#### Goal of the exercise:
Write out each record again exactly as it stands.

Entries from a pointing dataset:

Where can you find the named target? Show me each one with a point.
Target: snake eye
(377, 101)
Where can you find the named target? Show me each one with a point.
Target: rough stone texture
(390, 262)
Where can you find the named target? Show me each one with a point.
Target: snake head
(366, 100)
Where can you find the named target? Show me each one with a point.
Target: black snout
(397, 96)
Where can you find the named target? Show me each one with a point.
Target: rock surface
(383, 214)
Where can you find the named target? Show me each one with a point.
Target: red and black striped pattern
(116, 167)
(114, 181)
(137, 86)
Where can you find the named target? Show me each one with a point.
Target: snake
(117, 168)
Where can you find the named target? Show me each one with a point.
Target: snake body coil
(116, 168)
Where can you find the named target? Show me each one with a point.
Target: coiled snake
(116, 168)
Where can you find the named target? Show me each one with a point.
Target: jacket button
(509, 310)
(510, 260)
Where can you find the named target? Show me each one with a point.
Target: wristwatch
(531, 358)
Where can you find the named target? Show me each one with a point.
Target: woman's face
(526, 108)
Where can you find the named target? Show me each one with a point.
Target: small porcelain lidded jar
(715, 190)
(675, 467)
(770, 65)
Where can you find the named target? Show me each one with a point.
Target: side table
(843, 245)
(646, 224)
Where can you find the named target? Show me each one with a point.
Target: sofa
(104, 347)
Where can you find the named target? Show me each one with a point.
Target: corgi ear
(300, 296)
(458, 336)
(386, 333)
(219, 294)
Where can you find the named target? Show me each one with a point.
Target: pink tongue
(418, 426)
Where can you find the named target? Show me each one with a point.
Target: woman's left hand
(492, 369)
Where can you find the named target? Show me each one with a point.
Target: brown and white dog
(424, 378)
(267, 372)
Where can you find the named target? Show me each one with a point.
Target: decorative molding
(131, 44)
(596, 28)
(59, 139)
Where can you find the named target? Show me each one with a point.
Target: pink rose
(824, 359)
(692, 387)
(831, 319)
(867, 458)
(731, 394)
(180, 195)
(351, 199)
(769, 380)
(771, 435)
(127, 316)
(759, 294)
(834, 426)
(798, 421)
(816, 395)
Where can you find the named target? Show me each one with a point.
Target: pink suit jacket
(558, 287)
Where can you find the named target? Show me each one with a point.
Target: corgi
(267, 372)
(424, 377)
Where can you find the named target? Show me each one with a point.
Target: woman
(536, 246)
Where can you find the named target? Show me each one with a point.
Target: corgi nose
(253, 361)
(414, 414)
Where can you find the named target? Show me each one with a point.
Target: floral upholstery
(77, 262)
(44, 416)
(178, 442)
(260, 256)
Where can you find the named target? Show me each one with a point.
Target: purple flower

#### Written reply:
Where can you find the named target? Show me each one with a point.
Target: snake eye
(377, 101)
Where can you find the named target? Show me each one with a point.
Target: rough stone texture
(390, 262)
Where can you find the named target? Show me each one with a point.
Target: snake head
(366, 100)
Where can you find the named target? Show me each one with a point.
Target: black snout
(397, 96)
Where can you find the named target? Show me each one with a point.
Target: rock surface
(383, 214)
Where can you find the named target? Show me each one with a point.
Target: red and black striped pattern
(116, 167)
(114, 181)
(137, 86)
Where can you find the named target? Show me each one with a point.
Target: snake
(117, 168)
Where can you find the named target? Show me each one with a point.
Target: snake body coil
(116, 168)
Where can you find the named target? Show me each one with a point.
Target: coiled snake
(116, 168)
Where can you find the named target? Show me each one with a point.
Target: jacket button
(509, 310)
(510, 260)
Where can you find the named target? Show me each one with a point.
Target: wristwatch
(531, 358)
Where can you find the named target? Show me each one with a point.
Target: woman's face
(526, 108)
Where can you find the named target? Show me each one with a point.
Target: small porcelain lidded jar
(715, 190)
(675, 467)
(770, 65)
Where can you find the named target? Show me each one with a point.
Target: side table
(843, 245)
(646, 224)
Where can you find the named target? Show me each one with a point.
Target: sofa
(104, 347)
Where can you find the named target? Show me each one with a point.
Target: corgi ear
(300, 296)
(458, 336)
(386, 333)
(219, 294)
Where can you find the named target? Show me each one with a point.
Target: pink tongue
(418, 426)
Where can you find the named target? Show me each one with a point.
Target: woman's left hand
(492, 369)
Where can you find the named target? Show me each one with a point.
Target: brown and white dog
(424, 378)
(267, 372)
Where can you find the named target? Show me each one with a point.
Target: decorative molding
(131, 44)
(596, 28)
(59, 139)
Where can you find the named target? Show me each one with a point.
Target: pink rose
(824, 359)
(692, 387)
(831, 319)
(867, 458)
(731, 394)
(180, 195)
(351, 199)
(769, 380)
(771, 435)
(127, 316)
(759, 294)
(834, 426)
(798, 421)
(816, 395)
Where can you find the named target? Show me each one with a point.
Target: pink suit jacket
(558, 287)
Where can you find the named target? Show me each one with a point.
Target: corgi
(267, 372)
(424, 377)
Where can you find the named target? Show me each one with a point.
Target: woman
(536, 246)
Where can you find the named target? Show me each one with a point.
Target: corgi nose
(253, 361)
(414, 414)
Where can you find the named target? Show me each one with a point.
Target: floral upholstery
(77, 262)
(44, 416)
(178, 442)
(260, 256)
Where can you find the named target? Show me each one with a point.
Target: purple flower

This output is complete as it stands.